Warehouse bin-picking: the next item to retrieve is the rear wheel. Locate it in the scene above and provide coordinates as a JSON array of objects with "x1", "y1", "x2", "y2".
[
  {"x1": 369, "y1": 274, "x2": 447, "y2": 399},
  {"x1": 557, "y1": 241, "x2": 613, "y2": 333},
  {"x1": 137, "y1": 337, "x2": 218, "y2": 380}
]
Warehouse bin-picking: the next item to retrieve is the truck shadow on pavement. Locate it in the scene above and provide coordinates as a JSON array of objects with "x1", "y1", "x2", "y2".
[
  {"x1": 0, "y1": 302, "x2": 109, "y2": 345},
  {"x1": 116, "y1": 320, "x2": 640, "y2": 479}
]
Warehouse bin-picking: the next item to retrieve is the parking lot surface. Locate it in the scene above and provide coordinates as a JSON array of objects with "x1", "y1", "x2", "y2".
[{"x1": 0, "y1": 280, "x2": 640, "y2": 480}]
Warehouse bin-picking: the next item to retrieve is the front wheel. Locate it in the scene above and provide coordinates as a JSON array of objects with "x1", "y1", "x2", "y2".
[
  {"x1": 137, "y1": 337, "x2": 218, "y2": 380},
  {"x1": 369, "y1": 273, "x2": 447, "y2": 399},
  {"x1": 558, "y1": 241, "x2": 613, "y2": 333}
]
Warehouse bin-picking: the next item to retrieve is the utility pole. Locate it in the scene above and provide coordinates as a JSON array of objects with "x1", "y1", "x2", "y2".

Instructions for the task
Could you update the data from the line that has "Warehouse bin-picking: the next item to retrieve is the front" through the end, writing "lamp post" in place of "utility pole" and leaving everything else unchanged? Give back only those lines.

Solution to this task
Warehouse bin-picking: the next item to retrieve is the front wheel. Locate it in the scene above and provide coordinates as a JSON array of objects with "x1", "y1", "x2", "y2".
[
  {"x1": 137, "y1": 337, "x2": 218, "y2": 380},
  {"x1": 369, "y1": 273, "x2": 447, "y2": 399},
  {"x1": 558, "y1": 241, "x2": 613, "y2": 333}
]
Warehouse bin-picking: the next item to retrieve is the lamp post. Locate it in the scene above and provide coordinates as a JSON array of objects with "x1", "y1", "x2", "y2".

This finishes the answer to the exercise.